PROBLEM DETAILS:
Show each line of the material below that contains the word "hand", copied without changes.

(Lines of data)
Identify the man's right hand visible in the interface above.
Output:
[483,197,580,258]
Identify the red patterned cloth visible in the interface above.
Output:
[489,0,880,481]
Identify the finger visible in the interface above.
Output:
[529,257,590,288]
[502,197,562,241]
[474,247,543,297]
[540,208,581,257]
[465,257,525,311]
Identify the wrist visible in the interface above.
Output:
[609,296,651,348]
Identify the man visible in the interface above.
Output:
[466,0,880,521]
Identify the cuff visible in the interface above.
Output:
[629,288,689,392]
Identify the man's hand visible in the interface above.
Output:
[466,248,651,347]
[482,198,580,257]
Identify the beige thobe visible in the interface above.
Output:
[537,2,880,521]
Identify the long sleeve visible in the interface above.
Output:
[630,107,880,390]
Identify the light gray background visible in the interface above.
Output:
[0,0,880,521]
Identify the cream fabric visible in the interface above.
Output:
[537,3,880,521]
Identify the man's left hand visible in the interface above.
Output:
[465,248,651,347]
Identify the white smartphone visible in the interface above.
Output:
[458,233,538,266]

OUTPUT FOR THIS EXERCISE:
Identify the man's right hand visible in the interface above.
Identify the man's hand visible in the interface above.
Identify the man's left hand visible in the interface above.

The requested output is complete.